TASKS AND EXERCISES
(a) In the passage on the GECC guarantee fee, why did the Federal Court of Appeal find that the Tax Court judge's error would not have changed the judge's conclusion? Please answer in one to three sentences.
(b) Write the next part of the passage on the GECC guarantee fee, picking up after its final sentence.

READING TEXT
No Material Error of Law or Fact

The Federal Court of Appeal did conclude, however, that the Tax Court judge had erred in considering a scenario in which the explicit guarantee was withdrawn, since the purpose of the yield approach was to measure the benefit to GECC of the explicit guarantee as compared to implicit support. Nevertheless, the error would not have changed the Tax Court judge’s conclusion, since it hinged upon the report of GECC’s expert in which the impact of the guarantee’s removal was only a minor consideration. In the Court’s view, this was not a close case where a single factor could alter the outcome of the case. Similarly, the failure of the Crown’s experts to consider the impact of the removal of the guarantee was only one of several factors referred to by the Tax Court judge in rejecting their testimony. Accordingly, the Court concluded that the error had no impact on the Tax Court judge’s finding that a gap existed between the credit rating of GECC with and without the explicit guarantee, and that the 1% guarantee fee fit within this gap. The Court noted that the existence and extent of the gap was also corroborated by two exploratory quotes GECC obtained in 1995 from two Canadian banks as to GECC’s stand-alone credit rating.

[Records from a data source]
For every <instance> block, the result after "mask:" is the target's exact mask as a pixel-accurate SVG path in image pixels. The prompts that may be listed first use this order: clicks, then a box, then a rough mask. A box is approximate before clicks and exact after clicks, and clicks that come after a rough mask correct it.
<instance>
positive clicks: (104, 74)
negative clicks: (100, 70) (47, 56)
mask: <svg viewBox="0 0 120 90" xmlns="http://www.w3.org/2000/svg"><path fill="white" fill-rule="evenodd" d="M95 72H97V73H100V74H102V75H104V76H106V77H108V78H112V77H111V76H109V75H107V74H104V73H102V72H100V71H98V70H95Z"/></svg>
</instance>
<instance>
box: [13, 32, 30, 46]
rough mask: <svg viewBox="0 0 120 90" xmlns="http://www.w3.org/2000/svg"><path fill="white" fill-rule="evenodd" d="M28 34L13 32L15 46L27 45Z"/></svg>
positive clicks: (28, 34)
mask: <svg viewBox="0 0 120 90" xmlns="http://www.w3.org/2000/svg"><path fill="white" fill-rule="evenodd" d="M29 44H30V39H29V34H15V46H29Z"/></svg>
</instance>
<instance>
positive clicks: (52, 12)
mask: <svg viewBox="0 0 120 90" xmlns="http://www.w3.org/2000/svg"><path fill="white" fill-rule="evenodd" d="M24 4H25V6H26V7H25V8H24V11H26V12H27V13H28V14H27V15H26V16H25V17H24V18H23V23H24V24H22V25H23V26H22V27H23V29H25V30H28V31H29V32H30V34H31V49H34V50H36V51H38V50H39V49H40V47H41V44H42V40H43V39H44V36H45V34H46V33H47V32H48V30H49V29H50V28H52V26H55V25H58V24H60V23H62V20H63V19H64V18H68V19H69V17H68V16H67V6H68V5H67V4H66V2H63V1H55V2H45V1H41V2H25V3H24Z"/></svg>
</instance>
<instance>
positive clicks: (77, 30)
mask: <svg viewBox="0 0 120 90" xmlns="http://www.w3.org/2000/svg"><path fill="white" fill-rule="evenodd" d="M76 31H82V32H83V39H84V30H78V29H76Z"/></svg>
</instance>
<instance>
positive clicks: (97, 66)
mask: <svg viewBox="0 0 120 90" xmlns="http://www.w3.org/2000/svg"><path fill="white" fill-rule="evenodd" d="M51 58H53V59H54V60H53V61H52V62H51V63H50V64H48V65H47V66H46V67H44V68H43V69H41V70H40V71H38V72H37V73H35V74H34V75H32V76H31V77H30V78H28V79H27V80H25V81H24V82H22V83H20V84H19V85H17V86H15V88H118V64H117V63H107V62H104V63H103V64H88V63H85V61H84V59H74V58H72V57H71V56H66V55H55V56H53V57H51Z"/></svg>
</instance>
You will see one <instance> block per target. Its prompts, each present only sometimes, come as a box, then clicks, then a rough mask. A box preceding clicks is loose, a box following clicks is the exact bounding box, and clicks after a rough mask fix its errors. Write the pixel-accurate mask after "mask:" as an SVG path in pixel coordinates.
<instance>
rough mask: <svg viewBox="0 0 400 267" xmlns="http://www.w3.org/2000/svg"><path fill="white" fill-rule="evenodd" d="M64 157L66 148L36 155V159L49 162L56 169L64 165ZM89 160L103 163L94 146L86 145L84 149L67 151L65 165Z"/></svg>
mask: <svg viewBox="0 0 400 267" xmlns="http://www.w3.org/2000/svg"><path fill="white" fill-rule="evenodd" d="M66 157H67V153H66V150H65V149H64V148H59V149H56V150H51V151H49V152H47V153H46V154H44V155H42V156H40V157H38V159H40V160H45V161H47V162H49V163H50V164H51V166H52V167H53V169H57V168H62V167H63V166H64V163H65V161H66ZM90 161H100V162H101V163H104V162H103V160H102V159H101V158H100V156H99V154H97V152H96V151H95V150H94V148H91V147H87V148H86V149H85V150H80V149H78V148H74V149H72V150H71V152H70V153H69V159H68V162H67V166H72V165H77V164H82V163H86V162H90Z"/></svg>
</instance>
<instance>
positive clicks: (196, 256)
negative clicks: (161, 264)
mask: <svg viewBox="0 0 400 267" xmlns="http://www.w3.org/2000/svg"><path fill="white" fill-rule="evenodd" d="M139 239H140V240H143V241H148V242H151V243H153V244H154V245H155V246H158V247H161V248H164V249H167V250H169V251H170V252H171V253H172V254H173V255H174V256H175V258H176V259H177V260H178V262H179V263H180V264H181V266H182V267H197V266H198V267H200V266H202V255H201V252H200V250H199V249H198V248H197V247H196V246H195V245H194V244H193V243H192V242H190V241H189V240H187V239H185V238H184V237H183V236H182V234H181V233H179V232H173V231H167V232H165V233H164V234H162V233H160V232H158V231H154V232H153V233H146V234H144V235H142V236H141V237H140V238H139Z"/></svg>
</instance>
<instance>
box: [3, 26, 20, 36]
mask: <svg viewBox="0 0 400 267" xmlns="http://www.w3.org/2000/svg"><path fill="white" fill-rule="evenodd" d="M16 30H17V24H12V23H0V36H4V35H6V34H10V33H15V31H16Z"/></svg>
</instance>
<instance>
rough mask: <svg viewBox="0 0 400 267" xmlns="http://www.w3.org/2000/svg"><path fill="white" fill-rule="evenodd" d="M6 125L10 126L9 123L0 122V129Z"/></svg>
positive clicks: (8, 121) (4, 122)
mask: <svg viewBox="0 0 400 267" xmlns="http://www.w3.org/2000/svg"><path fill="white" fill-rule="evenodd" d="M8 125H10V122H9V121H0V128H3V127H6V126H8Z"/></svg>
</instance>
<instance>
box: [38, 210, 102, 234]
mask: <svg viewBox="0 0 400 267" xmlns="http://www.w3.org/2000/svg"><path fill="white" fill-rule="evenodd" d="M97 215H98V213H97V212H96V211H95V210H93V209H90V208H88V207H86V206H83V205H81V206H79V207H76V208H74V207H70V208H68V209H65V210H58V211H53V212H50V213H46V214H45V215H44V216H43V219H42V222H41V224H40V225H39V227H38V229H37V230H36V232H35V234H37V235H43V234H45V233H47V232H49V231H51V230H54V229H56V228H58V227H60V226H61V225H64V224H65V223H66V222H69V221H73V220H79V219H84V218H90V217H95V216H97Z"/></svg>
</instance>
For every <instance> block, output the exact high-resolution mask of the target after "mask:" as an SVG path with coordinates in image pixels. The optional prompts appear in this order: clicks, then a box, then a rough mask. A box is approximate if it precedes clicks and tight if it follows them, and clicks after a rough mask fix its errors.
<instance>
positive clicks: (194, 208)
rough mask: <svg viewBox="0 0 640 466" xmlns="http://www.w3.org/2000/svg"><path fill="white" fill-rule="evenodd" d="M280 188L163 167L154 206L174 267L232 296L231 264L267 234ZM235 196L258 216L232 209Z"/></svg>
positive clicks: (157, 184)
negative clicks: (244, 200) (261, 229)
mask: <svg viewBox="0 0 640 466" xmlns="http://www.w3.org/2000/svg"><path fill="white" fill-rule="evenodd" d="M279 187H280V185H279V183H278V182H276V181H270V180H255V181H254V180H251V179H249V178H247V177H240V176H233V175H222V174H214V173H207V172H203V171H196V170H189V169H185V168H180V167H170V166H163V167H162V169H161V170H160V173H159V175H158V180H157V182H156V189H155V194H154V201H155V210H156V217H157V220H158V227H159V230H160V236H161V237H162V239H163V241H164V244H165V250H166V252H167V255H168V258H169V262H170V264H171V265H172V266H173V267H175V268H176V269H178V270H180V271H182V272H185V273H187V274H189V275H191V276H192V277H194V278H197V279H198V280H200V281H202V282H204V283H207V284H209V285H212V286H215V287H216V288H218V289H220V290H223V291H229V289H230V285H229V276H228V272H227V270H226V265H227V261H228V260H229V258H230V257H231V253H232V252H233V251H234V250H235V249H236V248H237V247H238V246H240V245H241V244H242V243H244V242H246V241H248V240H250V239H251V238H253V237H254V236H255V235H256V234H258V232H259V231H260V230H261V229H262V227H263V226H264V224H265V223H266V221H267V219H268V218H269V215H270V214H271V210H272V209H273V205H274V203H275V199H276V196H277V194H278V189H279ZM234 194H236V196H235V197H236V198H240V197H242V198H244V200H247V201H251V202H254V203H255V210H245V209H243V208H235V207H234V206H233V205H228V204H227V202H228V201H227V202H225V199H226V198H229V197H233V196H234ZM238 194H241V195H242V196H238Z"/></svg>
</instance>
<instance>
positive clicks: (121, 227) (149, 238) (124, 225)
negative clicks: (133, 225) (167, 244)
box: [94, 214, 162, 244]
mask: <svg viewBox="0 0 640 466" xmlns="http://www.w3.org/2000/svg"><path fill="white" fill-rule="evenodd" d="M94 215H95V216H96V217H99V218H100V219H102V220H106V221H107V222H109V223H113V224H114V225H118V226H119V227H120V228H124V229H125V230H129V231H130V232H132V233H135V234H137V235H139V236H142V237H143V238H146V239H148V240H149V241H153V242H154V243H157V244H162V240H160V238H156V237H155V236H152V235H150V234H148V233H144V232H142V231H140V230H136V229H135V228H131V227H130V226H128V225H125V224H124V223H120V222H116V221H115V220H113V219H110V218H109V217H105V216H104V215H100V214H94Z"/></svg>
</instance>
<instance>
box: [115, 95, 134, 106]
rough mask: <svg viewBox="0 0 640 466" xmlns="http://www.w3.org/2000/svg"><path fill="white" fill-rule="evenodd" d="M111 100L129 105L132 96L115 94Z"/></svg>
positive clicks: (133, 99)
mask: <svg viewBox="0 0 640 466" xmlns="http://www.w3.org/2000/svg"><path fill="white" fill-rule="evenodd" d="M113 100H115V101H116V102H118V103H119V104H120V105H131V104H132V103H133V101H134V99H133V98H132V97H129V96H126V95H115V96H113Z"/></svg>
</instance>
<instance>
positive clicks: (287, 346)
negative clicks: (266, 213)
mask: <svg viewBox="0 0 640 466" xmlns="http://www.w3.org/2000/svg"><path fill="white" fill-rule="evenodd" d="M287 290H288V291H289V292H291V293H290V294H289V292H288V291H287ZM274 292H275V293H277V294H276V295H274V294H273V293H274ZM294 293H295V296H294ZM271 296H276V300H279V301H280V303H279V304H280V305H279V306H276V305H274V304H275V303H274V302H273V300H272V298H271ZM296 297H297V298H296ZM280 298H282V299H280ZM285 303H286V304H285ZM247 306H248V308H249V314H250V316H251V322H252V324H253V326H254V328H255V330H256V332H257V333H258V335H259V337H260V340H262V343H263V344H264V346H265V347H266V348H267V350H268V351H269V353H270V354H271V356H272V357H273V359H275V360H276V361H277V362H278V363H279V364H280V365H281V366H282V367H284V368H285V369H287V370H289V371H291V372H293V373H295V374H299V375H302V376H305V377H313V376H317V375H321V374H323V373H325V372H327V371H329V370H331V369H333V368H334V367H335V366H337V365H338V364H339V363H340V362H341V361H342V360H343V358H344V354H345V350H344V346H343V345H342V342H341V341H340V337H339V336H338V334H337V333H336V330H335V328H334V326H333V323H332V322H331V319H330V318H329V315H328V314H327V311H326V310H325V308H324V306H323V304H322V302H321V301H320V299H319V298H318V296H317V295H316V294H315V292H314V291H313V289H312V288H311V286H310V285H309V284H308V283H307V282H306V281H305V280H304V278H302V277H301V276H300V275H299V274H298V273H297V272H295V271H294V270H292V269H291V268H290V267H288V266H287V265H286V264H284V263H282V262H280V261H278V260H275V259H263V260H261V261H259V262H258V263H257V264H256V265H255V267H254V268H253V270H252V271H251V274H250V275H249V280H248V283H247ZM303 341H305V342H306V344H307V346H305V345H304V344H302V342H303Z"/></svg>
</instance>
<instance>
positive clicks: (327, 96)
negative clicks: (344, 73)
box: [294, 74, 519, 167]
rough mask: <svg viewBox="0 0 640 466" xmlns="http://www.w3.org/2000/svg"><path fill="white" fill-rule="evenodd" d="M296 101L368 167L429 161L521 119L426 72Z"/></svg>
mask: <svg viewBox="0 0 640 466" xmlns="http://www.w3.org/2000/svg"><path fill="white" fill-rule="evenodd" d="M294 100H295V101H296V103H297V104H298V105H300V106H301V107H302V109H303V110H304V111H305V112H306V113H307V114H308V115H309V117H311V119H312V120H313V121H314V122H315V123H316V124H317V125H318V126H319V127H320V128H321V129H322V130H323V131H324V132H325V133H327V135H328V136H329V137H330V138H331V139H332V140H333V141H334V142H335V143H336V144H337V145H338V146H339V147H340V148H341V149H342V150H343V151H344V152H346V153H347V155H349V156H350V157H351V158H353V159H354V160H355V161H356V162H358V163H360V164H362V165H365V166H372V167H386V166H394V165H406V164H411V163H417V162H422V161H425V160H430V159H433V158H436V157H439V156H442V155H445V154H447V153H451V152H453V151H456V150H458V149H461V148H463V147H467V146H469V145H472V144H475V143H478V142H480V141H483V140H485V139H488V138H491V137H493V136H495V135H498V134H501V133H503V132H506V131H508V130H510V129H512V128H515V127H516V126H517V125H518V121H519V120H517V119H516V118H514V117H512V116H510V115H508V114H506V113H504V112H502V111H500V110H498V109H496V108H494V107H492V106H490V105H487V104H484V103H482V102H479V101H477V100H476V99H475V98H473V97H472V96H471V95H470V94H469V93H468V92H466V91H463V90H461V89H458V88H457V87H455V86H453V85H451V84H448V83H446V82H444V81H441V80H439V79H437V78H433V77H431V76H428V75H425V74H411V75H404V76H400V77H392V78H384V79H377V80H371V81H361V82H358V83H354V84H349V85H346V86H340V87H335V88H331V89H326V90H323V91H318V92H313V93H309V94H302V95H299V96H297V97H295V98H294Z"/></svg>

ANSWERS TO THIS EXERCISE
(a) The Tax Court judge's conclusion hinged on the report of GECC's expert, and in that report the impact of removing the guarantee was only a minor consideration. The Court also viewed this as not a close case where a single factor could alter the outcome.

(b)
Turning to the Crown’s assertion that the Tax Court judge had erred in finding that GECC would be unable to obtain back-up lines of credit without an explicit guarantee, which it based on the fact that GECC had obtained the two exploratory quotes regarding its stand-alone credit rating, the Court concluded that the finding was open to the judge on the evidence. As the quotes were only exploratory, they were insufficient to establish that GECC would have had the back-up facilities necessary to obtain unguaranteed debt in the same amounts without explicit parental support. In any event, the quoted rates were more than 1%, so any error would not have affected the Tax Court judge’s conclusion that the 1% guarantee fee was an arm’s length fee.

No Reasonable Apprehension of Bias

While the Federal Court of Appeal concluded, based on the trial record, that the Tax Court judge had engaged in excessive questioning regarding the removal of the explicit guarantee and its negative impact on GECC’s credit rating, it did not amount to a reasonable apprehension of bias against the Crown. The Court pointed out that, in contrast to the situation in Heron Bay, it was GECC’s expert (and not the Tax Court judge) who introduced the withdrawal of the guarantee as a relevant consideration for the determination of GECC’s credit rating. Furthermore, as discussed above, the finding that the withdrawal of the guarantee was relevant played only a minor role in the judge’s conclusion. According to the Court, the judge’s excessive questioning simply showed that he “became overly concerned about an issue that had no substantial connection with the outcome”. The Court also tersely dismissed the Crown’s assertion that the Tax Court judge’s reasons prevented meaningful appellate review.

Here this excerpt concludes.